>> begin

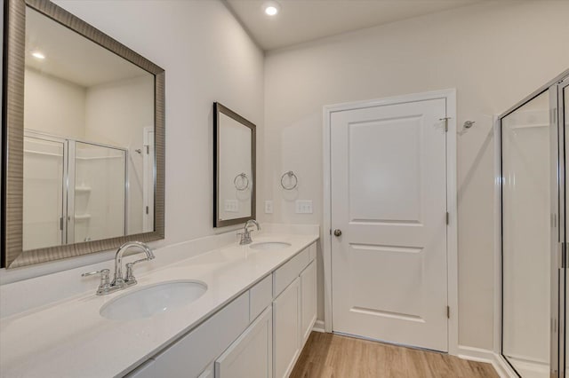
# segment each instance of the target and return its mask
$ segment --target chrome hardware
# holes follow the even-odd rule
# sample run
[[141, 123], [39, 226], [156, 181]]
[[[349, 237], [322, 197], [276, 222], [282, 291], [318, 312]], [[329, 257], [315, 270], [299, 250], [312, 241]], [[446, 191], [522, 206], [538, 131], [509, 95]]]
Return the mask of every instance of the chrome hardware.
[[[288, 185], [284, 185], [284, 177], [288, 177], [289, 181], [291, 181]], [[293, 182], [294, 184], [293, 184]], [[296, 177], [294, 172], [293, 172], [292, 170], [289, 170], [288, 172], [284, 172], [283, 174], [283, 176], [281, 176], [281, 186], [283, 187], [283, 189], [284, 189], [284, 190], [293, 190], [293, 189], [296, 188], [296, 186], [298, 185], [299, 185], [299, 178]]]
[[134, 274], [132, 274], [132, 266], [135, 264], [142, 263], [144, 261], [150, 261], [154, 258], [154, 255], [152, 257], [141, 258], [140, 260], [136, 260], [132, 263], [126, 264], [126, 277], [124, 278], [124, 283], [128, 286], [136, 285], [136, 279], [134, 278]]
[[462, 126], [464, 129], [470, 129], [476, 122], [476, 121], [465, 121]]
[[[128, 263], [126, 264], [126, 276], [123, 277], [123, 254], [130, 248], [137, 248], [141, 249], [142, 252], [146, 254], [145, 258], [141, 258], [140, 260], [136, 260], [133, 263]], [[113, 277], [113, 281], [108, 282], [109, 280], [109, 272], [108, 269], [103, 269], [97, 272], [90, 272], [87, 273], [83, 273], [83, 277], [91, 276], [93, 274], [101, 273], [100, 277], [100, 285], [97, 289], [97, 295], [104, 295], [107, 294], [113, 293], [117, 290], [122, 290], [130, 286], [136, 285], [136, 279], [132, 274], [132, 266], [135, 264], [141, 263], [143, 261], [149, 261], [154, 258], [154, 253], [152, 249], [148, 246], [140, 241], [130, 241], [123, 244], [117, 250], [115, 255], [115, 276]]]
[[108, 269], [101, 269], [100, 271], [88, 272], [81, 274], [81, 277], [93, 276], [95, 274], [100, 274], [100, 283], [99, 284], [99, 287], [97, 287], [97, 295], [108, 294], [110, 290], [110, 284], [108, 283], [110, 271]]
[[253, 224], [257, 226], [257, 231], [260, 230], [260, 225], [254, 219], [249, 219], [244, 227], [243, 232], [238, 232], [237, 235], [241, 235], [241, 240], [239, 240], [239, 245], [243, 246], [245, 244], [251, 244], [252, 240], [251, 239], [251, 232], [249, 231], [250, 224]]
[[[237, 181], [239, 177], [241, 177], [241, 185], [239, 185]], [[247, 177], [247, 175], [245, 173], [239, 173], [233, 179], [233, 185], [235, 185], [235, 188], [236, 190], [243, 192], [249, 187], [249, 177]]]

>> end

Written task >> Reproduce the listing above with "chrome hardware" switched to "brass hardware" and everything else left unchanged. Omit the pictures.

The reply >>
# segment each instance of the target and return its mask
$ segment --target brass hardware
# holes follow the even-odd rule
# sample run
[[141, 123], [39, 226], [156, 181]]
[[[349, 237], [322, 197], [276, 222], [282, 291], [318, 312]], [[329, 257], [315, 270], [299, 250], [312, 241]], [[446, 191], [522, 206], [538, 131], [509, 95]]]
Return the mask of every instance of the brass hardware.
[[[288, 185], [284, 185], [284, 177], [288, 177], [289, 181], [291, 181]], [[293, 182], [294, 184], [293, 184]], [[296, 177], [294, 172], [293, 172], [292, 170], [289, 170], [288, 172], [284, 172], [283, 174], [283, 176], [281, 176], [281, 186], [283, 187], [283, 189], [284, 189], [284, 190], [293, 190], [293, 189], [296, 188], [296, 186], [298, 185], [299, 185], [299, 178]]]
[[134, 274], [132, 274], [132, 266], [135, 264], [142, 263], [144, 261], [150, 261], [154, 258], [154, 255], [152, 257], [141, 258], [140, 260], [136, 260], [132, 263], [126, 264], [126, 277], [124, 278], [124, 283], [128, 286], [136, 285], [136, 279], [134, 278]]
[[462, 126], [464, 129], [470, 129], [476, 122], [476, 121], [465, 121]]
[[[128, 263], [126, 264], [126, 276], [123, 277], [123, 254], [130, 248], [137, 248], [141, 249], [142, 252], [146, 254], [145, 258], [141, 258], [140, 260], [136, 260], [133, 263]], [[113, 277], [113, 281], [108, 282], [109, 280], [109, 272], [108, 269], [103, 269], [97, 272], [90, 272], [87, 273], [83, 273], [83, 277], [91, 276], [93, 274], [101, 273], [100, 277], [100, 285], [97, 289], [97, 295], [104, 295], [107, 294], [113, 293], [117, 290], [122, 290], [130, 286], [136, 285], [136, 279], [132, 274], [132, 266], [135, 264], [141, 263], [143, 261], [149, 261], [154, 258], [154, 253], [152, 249], [148, 246], [140, 241], [130, 241], [123, 244], [117, 250], [115, 255], [115, 276]]]
[[108, 269], [101, 269], [100, 271], [88, 272], [81, 274], [81, 277], [93, 276], [95, 274], [100, 274], [100, 283], [99, 284], [99, 287], [97, 287], [97, 295], [108, 294], [110, 290], [110, 284], [108, 283], [110, 271]]
[[253, 224], [257, 226], [257, 231], [260, 230], [260, 225], [254, 219], [249, 219], [244, 227], [243, 232], [238, 232], [237, 235], [241, 235], [241, 240], [239, 240], [239, 245], [243, 246], [245, 244], [251, 244], [252, 240], [251, 239], [251, 232], [249, 231], [250, 224]]
[[[237, 181], [239, 177], [241, 177], [241, 185], [239, 185]], [[247, 177], [247, 175], [245, 173], [239, 173], [233, 179], [233, 185], [235, 185], [235, 188], [236, 190], [243, 192], [249, 187], [249, 177]]]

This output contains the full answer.